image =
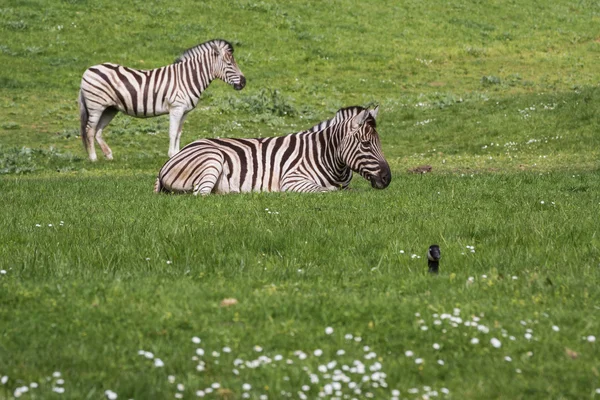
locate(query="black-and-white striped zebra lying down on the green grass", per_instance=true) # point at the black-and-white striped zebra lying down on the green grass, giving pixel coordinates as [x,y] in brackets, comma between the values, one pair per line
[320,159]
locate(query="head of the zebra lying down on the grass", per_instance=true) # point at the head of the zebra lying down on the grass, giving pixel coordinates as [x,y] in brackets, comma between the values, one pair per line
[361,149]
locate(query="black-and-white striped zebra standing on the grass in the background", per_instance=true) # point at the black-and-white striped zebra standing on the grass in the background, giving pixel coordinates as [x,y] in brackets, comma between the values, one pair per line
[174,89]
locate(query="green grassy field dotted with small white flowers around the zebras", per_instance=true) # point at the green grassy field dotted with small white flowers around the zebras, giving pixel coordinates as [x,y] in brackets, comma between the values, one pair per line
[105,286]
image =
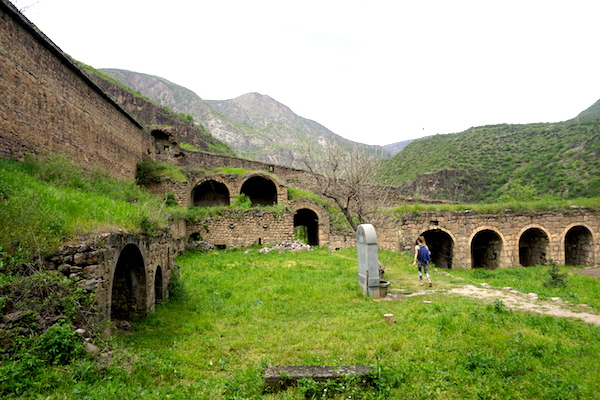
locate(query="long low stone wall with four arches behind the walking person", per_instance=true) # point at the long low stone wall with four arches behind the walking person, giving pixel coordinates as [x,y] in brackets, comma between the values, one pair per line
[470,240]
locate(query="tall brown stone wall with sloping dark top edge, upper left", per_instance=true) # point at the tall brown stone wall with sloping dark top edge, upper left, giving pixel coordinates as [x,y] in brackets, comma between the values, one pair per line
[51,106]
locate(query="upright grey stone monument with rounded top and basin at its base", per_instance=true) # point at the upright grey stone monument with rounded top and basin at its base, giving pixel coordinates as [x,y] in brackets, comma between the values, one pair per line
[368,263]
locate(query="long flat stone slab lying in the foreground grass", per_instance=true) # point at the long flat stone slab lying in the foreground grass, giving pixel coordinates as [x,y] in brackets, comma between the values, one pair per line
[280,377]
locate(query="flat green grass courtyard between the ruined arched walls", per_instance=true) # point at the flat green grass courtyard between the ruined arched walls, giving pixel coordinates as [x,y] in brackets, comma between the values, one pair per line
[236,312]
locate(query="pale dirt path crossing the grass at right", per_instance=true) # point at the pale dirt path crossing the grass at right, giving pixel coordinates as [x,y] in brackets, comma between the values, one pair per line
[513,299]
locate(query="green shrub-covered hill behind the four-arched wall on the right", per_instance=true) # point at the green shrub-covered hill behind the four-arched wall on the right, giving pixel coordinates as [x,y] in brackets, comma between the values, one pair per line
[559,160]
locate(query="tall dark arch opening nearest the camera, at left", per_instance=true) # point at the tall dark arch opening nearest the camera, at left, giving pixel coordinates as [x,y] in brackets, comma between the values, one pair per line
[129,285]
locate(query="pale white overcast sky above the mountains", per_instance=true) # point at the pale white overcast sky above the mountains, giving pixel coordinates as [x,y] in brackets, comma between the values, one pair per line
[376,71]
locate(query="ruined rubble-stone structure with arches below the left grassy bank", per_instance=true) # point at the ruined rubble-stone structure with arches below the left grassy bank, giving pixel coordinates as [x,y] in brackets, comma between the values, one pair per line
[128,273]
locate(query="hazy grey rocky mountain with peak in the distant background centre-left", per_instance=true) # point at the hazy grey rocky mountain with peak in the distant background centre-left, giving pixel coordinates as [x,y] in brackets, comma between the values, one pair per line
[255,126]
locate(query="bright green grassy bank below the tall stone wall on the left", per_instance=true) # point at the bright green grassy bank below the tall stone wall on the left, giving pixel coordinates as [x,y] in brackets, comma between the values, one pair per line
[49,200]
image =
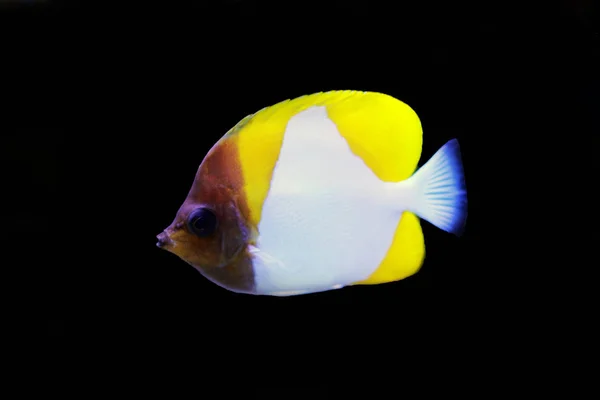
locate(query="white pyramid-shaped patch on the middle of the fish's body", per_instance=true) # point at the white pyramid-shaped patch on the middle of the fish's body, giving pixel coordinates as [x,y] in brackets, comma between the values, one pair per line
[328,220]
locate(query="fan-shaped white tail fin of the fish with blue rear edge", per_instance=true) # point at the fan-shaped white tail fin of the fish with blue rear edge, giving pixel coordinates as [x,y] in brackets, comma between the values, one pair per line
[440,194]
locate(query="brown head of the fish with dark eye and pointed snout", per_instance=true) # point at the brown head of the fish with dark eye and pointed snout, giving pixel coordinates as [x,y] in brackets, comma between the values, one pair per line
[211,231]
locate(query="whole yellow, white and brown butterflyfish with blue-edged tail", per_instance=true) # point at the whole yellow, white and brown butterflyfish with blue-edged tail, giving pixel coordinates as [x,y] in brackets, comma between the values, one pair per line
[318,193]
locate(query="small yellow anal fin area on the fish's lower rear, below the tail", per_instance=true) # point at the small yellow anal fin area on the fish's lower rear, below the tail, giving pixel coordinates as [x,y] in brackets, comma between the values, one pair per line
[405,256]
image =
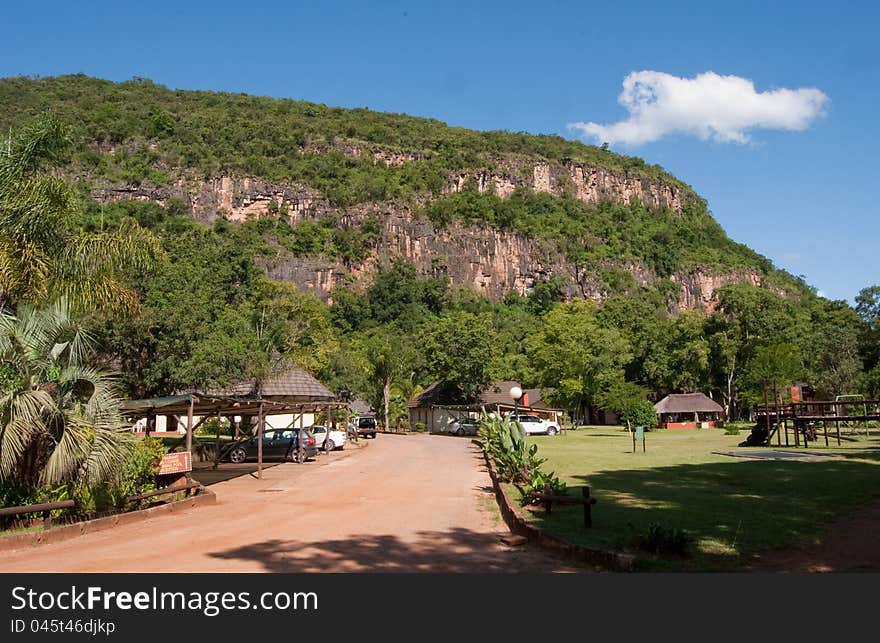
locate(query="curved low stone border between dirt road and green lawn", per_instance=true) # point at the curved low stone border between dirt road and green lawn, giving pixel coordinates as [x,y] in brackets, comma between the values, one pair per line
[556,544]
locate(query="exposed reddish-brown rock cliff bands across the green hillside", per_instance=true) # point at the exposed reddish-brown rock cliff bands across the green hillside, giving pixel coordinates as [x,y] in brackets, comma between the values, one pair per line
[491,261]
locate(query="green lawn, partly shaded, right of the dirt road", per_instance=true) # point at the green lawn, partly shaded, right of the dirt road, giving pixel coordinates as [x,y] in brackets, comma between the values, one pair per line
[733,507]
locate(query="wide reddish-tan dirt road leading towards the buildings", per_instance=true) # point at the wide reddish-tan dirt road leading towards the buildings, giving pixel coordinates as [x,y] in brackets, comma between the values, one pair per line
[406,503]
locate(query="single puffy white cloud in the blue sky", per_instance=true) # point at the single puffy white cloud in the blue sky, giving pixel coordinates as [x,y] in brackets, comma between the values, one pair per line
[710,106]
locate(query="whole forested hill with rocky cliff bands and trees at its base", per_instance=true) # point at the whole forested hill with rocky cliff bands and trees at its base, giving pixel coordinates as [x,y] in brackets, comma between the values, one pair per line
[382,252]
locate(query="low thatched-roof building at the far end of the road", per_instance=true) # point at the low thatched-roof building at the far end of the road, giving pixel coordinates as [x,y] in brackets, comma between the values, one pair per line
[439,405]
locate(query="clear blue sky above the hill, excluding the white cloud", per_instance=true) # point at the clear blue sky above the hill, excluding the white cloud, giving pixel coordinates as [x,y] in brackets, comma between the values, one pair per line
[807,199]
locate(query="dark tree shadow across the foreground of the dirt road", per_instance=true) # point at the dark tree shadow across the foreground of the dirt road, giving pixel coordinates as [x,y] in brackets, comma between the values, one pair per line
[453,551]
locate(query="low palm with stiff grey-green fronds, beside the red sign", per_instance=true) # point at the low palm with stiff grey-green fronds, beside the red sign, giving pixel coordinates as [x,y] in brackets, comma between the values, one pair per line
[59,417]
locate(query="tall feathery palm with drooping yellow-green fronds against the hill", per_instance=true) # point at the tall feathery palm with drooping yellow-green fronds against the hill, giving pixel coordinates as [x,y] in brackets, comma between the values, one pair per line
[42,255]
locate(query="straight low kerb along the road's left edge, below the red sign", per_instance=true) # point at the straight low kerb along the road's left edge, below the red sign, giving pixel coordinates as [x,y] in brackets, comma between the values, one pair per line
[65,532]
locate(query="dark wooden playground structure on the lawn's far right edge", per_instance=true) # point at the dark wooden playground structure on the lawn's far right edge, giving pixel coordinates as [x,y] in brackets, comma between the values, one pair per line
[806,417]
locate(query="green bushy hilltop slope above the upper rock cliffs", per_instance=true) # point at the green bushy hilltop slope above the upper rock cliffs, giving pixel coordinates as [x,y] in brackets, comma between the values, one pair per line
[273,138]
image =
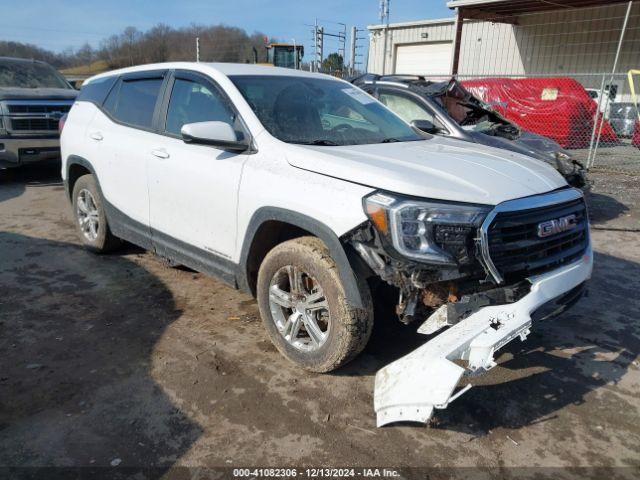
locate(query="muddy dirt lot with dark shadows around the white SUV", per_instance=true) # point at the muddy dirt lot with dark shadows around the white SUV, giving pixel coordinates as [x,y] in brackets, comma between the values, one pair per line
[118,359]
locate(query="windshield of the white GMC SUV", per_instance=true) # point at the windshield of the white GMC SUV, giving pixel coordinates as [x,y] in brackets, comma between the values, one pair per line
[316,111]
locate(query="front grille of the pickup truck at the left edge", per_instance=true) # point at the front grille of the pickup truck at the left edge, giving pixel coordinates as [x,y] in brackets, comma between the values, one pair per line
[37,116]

+ + + + +

For the span from the line containing "at the front" through the last line of the entries above, transcribe each line exactly and leave out everything else.

__RESULT BELOW__
locate(query="front grille of the pickup truck at the left edge", per_instance=true) # point at the front grille of the pickup truck at the left edge, giving pixel coordinates as [x,y] in brackets, comma between the values, one pair per line
[37,116]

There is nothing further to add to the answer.